• Directions:
What is needed is an exact repeat of the entries, with no pictures in it.

• Material for this task:
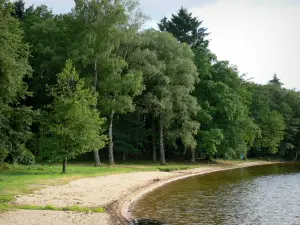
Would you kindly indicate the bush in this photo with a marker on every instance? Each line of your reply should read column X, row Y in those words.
column 26, row 158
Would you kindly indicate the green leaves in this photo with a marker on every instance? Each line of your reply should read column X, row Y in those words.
column 72, row 125
column 15, row 119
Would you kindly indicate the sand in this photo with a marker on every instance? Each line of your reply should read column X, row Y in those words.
column 116, row 192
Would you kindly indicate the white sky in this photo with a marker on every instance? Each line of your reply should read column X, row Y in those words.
column 261, row 37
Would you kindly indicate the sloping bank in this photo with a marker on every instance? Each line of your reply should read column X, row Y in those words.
column 115, row 192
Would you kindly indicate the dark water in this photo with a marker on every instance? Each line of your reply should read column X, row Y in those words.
column 255, row 195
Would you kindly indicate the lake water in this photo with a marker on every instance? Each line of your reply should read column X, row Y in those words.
column 256, row 195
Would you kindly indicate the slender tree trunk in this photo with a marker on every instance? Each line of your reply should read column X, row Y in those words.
column 110, row 136
column 153, row 141
column 97, row 158
column 96, row 152
column 161, row 142
column 193, row 156
column 65, row 165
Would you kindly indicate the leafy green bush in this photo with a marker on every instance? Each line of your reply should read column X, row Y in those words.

• Finished exercise:
Would you kindly indicate the bush in this photo with a marker on every instance? Each line of your reply should read column X, row Y in those words.
column 26, row 158
Would you kindly indicate the green leaves in this photo with a marker on every instance? Each line of your reply should read column X, row Y in those words.
column 72, row 125
column 15, row 119
Would you kindly indicate the sand in this photo with a marker on every instance? Each line of your reply should read column X, row Y in those words.
column 116, row 192
Would you kindly indicate the white sky in this photo with a marker on every instance? Each line of your reply should read column X, row Y in those words.
column 261, row 37
Would you kindly indicate the sloping bank in this photo with a marker on every instance? Each line of your reply should read column X, row Y in those words.
column 115, row 192
Would you kindly indicate the dark water in this photo with a marker on every instance? Each line of your reply should read column X, row Y in those words.
column 255, row 195
Would you kindly indicate the lake water in this photo with a marker on every instance? Each line of your reply should read column X, row Y in those words.
column 256, row 195
Would you kindly indicate the slender tree trunk in this photo with a marker on every instance? Each line of your reply should read column X, row Y in those words.
column 110, row 136
column 153, row 141
column 97, row 158
column 96, row 152
column 161, row 142
column 193, row 156
column 65, row 165
Would you kindly indicate the leafy green bush in this photo with a marker on every instance? Each line of your reply should read column X, row Y in those words.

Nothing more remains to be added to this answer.